Passage provided.
◇ ◇ ◇ ◇

Stargooglazon.com – the tax scandal
The recent press coverage of the tax rates paid by large international businesses might lead one to believe that HM Revenue & Customs (“HMRC”) are either:
(a) Powerless to fight back against large international businesses who pay little or no tax in the UK or
(b) Witless and incompetent.
The balanced reality is somewhat different.
HMRC have a very complex and detailed set of rules laid down by parliament to apply to businesses in the UK and especially those businesses which have cross border transactions which might take profits away from the UK. A common fallacy is that big corporates can employ clever and expensive accountants and lawyers to run rings around HMRC – implying that its really easy and just a matter of who can afford the best.
My experience of HMRC is that they are fully aware of the rules and able to defend their position with tenacity. But, are they being blamed for their application of the tax rules or are they suffering from inherent weaknesses in said rules?
UK tax rules are designed to encourage inbound investment and business. Sometimes, in isolation, such rules can seem imbalanced and unfair, especially when the tabloid press (and I include some broadsheet newspapers who should know better in this this down-market description) sum up the rules in four large words in three inch high type (hardly a rounded assessment of the position methinks…). Press coverage has been woefully ill-informed and anyone who thinks that any media coverage tells them the whole story needs to get out a bit more. This is not helped by politicians who cannot risk defending the status quo when faced with the onslaught of (perceived, but ill informed) overwhelming public opinion. I would remind all that such weakness to engage in proper debate has resulted in ridiculous and weak tax laws and knee-jerk reactions which leave us with tax rules which are complex and, in turn, lead to next year’s headlines when it turns out they don’t work as intended.
For example, who can forget the one-dimensional and wholly ill-informed attacks on non-domiciled individuals who, once upon a time, were encouraged, by tax reliefs on non-UK income and gains left outside the UK, to come to the UK and bring wealth and entrepreneurship with them? I suppose some might think that from my tone I’m too much on the side of such cads and charlatans, but consider this: the original announcement from the Conservatives (in opposition) was that they would tax these dreadful people £25,000 for such a privileged tax status and that HMRC statistics showed there were 120,000 such people declaring non dom status on their tax returns. This lead to the then opposition claiming that an estimated £3bn or more raised would be used to reduce inheritance tax. The then Labour government reacted in a knee-jerk way and introduced their own rules at £30,000 to show just how much tougher on this they would be.
And guess what? 2008/09 statistics show that somewhere between £120m and £160m was raised from this measure. As predicted by people who actually paused to think about the plan, the vast majority of people claiming non dom status were avoiding tax of hundreds, but not thousands, and certainly not tens of thousands of pounds and it was not worth paying the £30,000 levy and cheaper to pay the small amounts of UK tax on their worldwide income. Just to confuse the public debate, several major broadsheet newspapers reported this miniscule amount of tax raised , in a triumphant tone, as a major blow against such dastardly non doms and a massive windfall for UK tax receipts. The more detailed statistics estimated that at least £880m of tax was lost by non dom individuals removing themselves from the UK – although it was conceded that it was not possible for the statistics to determine if the loss of this tax was related to the new £30,000 levy or to the natural mobility of such taxpayers. Nobody mentioned the £3bn expected receipts….
So what might we conclude from this example?

◇ ◇ ◇ ◇

Data shown.
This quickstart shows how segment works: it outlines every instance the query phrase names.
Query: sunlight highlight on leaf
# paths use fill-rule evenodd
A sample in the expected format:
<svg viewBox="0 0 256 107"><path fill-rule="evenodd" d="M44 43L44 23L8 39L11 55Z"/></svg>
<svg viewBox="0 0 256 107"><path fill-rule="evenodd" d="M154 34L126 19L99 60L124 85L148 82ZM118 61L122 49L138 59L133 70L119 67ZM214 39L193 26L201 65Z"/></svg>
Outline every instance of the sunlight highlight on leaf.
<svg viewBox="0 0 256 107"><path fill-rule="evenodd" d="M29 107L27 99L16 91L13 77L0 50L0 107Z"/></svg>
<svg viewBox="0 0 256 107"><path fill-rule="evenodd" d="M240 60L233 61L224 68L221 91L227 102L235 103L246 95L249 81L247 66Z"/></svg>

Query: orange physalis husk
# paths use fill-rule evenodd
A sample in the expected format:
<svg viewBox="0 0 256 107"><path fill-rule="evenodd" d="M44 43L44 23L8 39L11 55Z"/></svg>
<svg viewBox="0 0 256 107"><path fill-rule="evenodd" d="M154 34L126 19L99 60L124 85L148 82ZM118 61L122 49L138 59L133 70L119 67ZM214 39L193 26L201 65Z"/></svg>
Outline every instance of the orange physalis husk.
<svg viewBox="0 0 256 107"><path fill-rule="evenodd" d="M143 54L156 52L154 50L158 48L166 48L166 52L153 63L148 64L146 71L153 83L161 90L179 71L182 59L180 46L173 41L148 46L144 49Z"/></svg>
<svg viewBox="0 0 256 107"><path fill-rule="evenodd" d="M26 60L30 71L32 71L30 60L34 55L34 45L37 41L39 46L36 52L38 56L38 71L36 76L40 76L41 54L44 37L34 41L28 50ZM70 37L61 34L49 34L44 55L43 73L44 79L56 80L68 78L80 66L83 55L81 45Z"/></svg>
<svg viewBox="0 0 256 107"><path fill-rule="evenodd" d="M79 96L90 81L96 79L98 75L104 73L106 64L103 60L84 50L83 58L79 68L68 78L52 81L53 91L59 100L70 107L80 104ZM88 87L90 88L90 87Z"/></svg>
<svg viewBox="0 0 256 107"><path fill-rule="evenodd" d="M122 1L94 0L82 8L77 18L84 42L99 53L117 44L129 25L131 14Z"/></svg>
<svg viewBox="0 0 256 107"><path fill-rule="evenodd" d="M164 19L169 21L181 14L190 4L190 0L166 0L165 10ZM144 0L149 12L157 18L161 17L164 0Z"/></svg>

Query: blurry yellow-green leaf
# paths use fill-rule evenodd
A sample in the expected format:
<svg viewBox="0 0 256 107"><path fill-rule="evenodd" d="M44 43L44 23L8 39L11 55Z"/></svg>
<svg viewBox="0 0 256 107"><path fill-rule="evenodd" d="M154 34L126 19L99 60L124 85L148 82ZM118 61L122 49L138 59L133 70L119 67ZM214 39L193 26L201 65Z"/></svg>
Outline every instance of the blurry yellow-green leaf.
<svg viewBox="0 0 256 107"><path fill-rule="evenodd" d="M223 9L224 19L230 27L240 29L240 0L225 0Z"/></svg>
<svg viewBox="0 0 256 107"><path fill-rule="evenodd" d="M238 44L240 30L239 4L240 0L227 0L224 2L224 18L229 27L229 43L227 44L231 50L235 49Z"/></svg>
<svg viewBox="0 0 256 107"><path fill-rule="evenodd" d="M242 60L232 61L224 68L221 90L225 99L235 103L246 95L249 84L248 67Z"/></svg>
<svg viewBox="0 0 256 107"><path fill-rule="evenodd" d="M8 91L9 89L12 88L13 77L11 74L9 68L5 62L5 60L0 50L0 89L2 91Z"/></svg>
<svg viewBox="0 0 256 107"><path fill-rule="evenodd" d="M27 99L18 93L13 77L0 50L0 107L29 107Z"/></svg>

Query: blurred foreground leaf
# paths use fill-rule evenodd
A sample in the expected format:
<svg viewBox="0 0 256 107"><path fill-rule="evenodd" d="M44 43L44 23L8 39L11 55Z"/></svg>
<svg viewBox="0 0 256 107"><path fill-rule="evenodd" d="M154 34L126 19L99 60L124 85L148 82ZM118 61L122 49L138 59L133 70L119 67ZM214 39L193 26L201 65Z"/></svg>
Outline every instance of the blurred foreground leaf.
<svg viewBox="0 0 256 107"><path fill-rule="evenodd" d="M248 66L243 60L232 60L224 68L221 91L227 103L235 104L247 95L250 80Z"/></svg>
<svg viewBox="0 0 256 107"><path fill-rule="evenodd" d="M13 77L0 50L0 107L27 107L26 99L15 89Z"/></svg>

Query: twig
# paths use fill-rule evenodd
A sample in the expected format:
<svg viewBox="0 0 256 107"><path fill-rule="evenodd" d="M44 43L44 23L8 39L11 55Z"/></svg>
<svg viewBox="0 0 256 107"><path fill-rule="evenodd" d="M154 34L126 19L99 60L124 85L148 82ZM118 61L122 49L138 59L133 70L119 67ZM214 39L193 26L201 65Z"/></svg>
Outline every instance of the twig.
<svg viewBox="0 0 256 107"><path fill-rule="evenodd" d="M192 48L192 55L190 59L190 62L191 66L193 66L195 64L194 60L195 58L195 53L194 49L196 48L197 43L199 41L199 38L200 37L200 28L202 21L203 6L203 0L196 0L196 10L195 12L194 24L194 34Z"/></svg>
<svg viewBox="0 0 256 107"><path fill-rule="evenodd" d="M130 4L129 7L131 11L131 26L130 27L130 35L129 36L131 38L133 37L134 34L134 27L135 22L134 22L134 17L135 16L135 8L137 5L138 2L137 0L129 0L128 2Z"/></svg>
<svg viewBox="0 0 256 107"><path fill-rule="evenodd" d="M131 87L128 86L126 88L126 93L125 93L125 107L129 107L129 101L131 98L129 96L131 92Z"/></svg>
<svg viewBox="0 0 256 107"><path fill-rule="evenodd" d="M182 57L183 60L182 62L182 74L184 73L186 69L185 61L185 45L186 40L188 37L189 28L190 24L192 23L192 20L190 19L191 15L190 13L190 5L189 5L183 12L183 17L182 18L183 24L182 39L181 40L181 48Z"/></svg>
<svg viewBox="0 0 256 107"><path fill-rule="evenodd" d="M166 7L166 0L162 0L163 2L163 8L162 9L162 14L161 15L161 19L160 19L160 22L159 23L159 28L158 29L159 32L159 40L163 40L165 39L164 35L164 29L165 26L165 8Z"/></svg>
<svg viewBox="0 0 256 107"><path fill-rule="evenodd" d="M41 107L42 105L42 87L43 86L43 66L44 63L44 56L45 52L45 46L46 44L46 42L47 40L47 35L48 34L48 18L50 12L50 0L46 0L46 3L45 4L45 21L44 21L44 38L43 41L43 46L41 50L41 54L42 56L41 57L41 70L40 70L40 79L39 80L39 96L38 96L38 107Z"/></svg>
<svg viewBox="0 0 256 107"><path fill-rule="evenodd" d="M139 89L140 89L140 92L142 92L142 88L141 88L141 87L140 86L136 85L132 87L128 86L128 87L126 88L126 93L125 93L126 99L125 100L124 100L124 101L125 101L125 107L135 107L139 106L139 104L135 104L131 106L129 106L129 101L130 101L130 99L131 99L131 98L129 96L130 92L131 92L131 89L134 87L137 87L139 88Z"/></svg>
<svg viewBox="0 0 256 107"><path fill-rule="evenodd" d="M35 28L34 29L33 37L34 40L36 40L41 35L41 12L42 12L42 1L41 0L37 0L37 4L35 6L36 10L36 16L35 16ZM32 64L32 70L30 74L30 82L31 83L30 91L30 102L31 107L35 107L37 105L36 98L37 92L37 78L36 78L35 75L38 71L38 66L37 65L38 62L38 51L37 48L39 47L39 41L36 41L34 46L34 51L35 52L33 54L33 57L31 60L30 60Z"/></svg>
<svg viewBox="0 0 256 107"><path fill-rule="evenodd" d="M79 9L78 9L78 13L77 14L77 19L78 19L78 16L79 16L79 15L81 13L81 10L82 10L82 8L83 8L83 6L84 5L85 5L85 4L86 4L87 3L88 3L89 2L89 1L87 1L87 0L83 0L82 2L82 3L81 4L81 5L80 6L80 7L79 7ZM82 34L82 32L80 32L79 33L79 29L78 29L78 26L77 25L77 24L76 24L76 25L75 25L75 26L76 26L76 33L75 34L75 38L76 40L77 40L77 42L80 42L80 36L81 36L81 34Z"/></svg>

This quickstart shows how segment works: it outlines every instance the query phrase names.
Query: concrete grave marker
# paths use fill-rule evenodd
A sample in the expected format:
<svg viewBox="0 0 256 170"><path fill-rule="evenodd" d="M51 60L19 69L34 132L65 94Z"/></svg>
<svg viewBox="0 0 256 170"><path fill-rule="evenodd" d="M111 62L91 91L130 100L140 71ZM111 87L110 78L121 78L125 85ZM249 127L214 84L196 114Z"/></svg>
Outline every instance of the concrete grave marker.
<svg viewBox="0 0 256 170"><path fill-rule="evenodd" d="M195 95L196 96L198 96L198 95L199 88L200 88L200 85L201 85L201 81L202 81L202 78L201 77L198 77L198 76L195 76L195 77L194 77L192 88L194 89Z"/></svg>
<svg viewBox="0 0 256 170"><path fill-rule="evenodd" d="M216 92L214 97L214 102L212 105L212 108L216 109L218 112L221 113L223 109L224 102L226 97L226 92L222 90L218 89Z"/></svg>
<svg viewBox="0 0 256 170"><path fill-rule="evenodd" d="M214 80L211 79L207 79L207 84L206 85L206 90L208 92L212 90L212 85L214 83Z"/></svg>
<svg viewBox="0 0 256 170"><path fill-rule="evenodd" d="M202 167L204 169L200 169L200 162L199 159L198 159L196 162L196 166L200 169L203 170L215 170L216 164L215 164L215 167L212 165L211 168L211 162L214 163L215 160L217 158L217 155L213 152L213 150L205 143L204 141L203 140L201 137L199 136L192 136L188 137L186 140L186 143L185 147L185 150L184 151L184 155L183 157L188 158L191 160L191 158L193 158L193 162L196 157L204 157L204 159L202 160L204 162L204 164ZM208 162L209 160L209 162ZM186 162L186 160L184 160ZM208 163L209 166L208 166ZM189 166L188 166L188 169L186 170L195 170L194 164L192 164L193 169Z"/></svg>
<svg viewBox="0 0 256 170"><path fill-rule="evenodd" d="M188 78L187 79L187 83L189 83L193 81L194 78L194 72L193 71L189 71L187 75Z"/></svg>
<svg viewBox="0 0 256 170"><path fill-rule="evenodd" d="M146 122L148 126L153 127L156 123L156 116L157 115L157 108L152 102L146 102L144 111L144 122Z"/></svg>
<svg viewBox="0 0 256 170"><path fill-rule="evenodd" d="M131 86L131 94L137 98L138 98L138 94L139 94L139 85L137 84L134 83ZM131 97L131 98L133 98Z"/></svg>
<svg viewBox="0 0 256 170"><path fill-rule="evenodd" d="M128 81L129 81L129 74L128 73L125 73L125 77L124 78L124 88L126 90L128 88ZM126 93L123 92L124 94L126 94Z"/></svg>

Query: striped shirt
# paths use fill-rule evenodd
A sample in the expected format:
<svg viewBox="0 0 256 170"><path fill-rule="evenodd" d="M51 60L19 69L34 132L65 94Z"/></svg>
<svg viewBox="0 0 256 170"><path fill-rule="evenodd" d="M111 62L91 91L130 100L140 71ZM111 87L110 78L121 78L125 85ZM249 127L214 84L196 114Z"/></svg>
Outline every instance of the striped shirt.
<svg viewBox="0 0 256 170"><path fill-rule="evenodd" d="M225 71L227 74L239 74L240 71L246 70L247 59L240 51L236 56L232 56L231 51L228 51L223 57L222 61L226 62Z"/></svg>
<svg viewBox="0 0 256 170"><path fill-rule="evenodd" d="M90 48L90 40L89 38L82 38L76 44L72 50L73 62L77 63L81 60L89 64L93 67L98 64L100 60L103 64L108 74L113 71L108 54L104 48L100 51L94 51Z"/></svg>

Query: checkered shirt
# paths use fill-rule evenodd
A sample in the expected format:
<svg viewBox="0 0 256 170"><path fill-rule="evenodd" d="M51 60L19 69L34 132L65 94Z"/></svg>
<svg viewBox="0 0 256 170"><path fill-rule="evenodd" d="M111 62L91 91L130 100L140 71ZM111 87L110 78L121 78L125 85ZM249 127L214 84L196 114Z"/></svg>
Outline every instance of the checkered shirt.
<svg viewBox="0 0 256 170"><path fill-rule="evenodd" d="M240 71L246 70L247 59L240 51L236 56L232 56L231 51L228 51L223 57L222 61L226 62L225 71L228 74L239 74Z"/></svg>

◇ ◇ ◇ ◇

Exercise requirements. In the tax scandal article, how much did 2008/09 statistics show was raised from the non-dom levy?

Answer for the task. Between £120m and £160m.